-- DATA FOR THE TASK start --

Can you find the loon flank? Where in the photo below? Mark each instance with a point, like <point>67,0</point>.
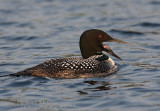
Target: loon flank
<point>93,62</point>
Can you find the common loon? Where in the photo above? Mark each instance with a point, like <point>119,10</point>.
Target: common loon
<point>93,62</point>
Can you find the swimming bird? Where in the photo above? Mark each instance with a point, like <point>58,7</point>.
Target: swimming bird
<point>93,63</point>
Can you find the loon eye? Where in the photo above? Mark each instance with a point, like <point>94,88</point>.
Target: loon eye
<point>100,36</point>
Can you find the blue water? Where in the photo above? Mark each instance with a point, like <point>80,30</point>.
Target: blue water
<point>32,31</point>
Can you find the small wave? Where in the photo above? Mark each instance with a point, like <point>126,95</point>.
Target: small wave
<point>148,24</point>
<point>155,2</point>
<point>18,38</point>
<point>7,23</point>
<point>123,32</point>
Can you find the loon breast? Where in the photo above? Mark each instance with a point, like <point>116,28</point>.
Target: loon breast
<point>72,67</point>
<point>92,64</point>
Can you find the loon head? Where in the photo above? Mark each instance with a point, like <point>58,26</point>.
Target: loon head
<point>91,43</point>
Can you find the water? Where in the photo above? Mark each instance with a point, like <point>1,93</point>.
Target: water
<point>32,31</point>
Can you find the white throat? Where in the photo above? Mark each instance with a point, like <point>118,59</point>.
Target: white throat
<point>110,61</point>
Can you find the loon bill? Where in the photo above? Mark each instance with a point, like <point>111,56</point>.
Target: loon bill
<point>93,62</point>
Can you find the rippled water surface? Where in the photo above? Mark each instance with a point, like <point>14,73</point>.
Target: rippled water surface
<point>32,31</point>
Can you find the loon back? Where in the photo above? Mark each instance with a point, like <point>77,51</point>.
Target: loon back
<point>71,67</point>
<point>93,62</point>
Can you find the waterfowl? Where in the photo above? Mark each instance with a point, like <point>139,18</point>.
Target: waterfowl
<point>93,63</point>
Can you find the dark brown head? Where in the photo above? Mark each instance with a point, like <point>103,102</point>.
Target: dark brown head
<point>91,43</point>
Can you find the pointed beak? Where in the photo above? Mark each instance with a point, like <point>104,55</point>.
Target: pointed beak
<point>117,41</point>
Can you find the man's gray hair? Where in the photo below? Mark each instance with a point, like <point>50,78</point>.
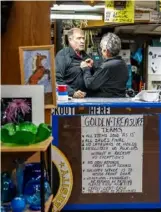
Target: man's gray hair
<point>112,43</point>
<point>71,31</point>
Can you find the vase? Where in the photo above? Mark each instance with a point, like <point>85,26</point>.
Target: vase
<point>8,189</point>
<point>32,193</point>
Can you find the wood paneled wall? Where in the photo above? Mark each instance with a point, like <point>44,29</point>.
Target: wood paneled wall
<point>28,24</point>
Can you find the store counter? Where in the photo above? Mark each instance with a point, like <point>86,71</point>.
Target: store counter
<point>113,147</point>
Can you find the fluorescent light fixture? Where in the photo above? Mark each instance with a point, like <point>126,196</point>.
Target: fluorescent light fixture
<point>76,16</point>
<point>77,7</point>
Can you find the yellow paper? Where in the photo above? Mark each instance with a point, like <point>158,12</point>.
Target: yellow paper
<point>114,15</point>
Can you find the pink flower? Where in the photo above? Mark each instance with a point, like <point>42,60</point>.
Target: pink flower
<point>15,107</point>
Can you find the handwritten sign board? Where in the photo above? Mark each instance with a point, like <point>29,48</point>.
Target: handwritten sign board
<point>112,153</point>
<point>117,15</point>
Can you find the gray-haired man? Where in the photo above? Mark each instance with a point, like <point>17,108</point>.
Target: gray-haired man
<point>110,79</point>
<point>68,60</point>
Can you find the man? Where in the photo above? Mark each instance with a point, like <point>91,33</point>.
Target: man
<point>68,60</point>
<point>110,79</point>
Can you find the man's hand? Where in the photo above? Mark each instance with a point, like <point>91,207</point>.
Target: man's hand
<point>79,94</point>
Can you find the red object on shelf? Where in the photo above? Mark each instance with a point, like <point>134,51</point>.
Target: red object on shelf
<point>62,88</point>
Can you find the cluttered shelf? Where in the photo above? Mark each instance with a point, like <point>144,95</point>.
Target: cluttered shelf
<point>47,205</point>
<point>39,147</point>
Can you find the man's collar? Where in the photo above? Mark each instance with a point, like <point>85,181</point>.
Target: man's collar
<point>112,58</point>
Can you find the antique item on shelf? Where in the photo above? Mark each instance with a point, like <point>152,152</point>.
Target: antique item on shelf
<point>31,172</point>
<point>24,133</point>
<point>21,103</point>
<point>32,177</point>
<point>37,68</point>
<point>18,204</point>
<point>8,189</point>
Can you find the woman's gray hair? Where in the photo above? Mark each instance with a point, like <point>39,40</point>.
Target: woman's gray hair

-- DATA FOR THE TASK end --

- GIVEN PROBLEM
Retype the lines above exactly, leaving out the pictures.

- TASK RESULT
Can you find the loon flank? Where in the photo below? Mark each instance with a point, like <point>67,0</point>.
Target: loon flank
<point>93,62</point>
Can you find the common loon? Where in the photo above? Mark each instance with a point, like <point>119,10</point>.
Target: common loon
<point>93,62</point>
Can you find the swimming bird? Where in the photo above? Mark each instance with a point, like <point>58,7</point>.
Target: swimming bird
<point>93,63</point>
Can you find the loon eye? Where in the photo above? Mark each instance with a point, like <point>94,88</point>.
Target: loon eye
<point>100,36</point>
Can you find the blue water? Where in the photo above? Mark each instance with a point, like <point>80,30</point>.
Target: blue water
<point>32,31</point>
Can you find the small wave? Where in the photo above? Mark each instance with a point, like <point>126,95</point>.
Target: small wave
<point>148,24</point>
<point>155,2</point>
<point>18,38</point>
<point>7,23</point>
<point>123,32</point>
Can you find the loon breast? Where in the photo above? Mark each instance with a point, like <point>116,28</point>.
Target: loon breast
<point>72,67</point>
<point>92,64</point>
Can you find the loon head? Where in the photo above? Mark each instance with a point, like <point>58,26</point>.
Target: loon head
<point>91,43</point>
Can you find the water? Where in the photo above? Mark each instance with a point, like <point>1,93</point>.
Target: water
<point>32,31</point>
Can you find the white throat? Where in the photo above? Mark each instance with a point, like <point>118,59</point>.
Target: white throat
<point>110,61</point>
Can you find the loon bill? Where in the photo above? Mark each instance with a point, like <point>111,56</point>.
Target: loon bill
<point>93,62</point>
Can you find the rippled water surface? Where in the photo above? Mark each instance with a point, like <point>14,73</point>.
Target: rippled water surface
<point>32,31</point>
Can you find the loon back? Where in the photo above? Mark each instance with a point, like <point>77,51</point>.
Target: loon back
<point>71,67</point>
<point>93,62</point>
Can you find the waterfowl? Where in the photo above? Mark each instance with a point, like <point>139,18</point>.
Target: waterfowl
<point>93,63</point>
Can you find the dark brown head? Where in the photo above? Mark each instance with a point, like <point>103,102</point>.
Target: dark brown head
<point>91,43</point>
Can you find the pointed beak? Where in the photo above? Mark each instance with a point, like <point>104,55</point>.
Target: pointed beak
<point>117,41</point>
Can you find the man's gray hair? Where in the photo below? Mark each instance with a point, like <point>50,78</point>.
Target: man's gray hair
<point>112,43</point>
<point>71,31</point>
Can you find the vase? Where in the photo above? Mark each instance with a point, like <point>85,26</point>.
Target: vase
<point>8,189</point>
<point>32,193</point>
Can you find the wood paneled wall? Where in the photo above? Mark each instance with a point, like <point>44,29</point>.
Target: wood paneled wall
<point>28,24</point>
Can you find the store counter? Where in the photo above? Mark each instance with a point, like <point>86,71</point>.
Target: store counter
<point>113,147</point>
Can you find the fluorescent light fixture? Where in the photo above? Mark each instance with a point, like <point>126,196</point>.
Target: fluorescent light fixture
<point>76,16</point>
<point>77,7</point>
Can you find the yellow paper? Where in the photo above? Mark each instance with a point, like <point>158,12</point>.
Target: yellow paper
<point>114,15</point>
Can you find the pink flower? Where in the photo above? Mark each instance with a point, like <point>42,60</point>.
Target: pink flower
<point>15,107</point>
Can you find the handwritten sign board? Where in the photo above? Mark each instance with a point, like <point>29,48</point>.
Target: handwritten sign board
<point>112,153</point>
<point>117,15</point>
Can you find the gray-haired man? Where in the photo above? Mark each instance with a point, like <point>17,108</point>.
Target: gray-haired man
<point>110,79</point>
<point>68,60</point>
Can you find the man? Where in the photo above? Mark each instance with a point, like <point>91,33</point>.
Target: man
<point>68,60</point>
<point>110,79</point>
Can you find the man's hand? Where in the photo above? Mark each instance with a point, like <point>91,207</point>.
Target: man's hand
<point>79,94</point>
Can you find the red object on shelf? Where in the photo above? Mark each instance with a point, like <point>134,51</point>.
Target: red object on shelf
<point>62,88</point>
Can you find the cluttered shelf? Where in the photo above? Mark each instance with a point, like <point>144,95</point>.
Target: cluttered shelf
<point>47,205</point>
<point>39,147</point>
Can you find the man's collar? Where in the photo above? Mark each instance with a point, like <point>85,181</point>.
Target: man's collar
<point>112,58</point>
Can you find the antique item on shelf? Where in the photo above? Mark each instance with a point, like <point>152,152</point>.
Target: antique item on shelf
<point>31,172</point>
<point>24,133</point>
<point>21,103</point>
<point>32,177</point>
<point>37,68</point>
<point>18,204</point>
<point>8,189</point>
Can you find the woman's gray hair? Where in the photo above? Mark each instance with a point, like <point>39,40</point>.
Target: woman's gray hair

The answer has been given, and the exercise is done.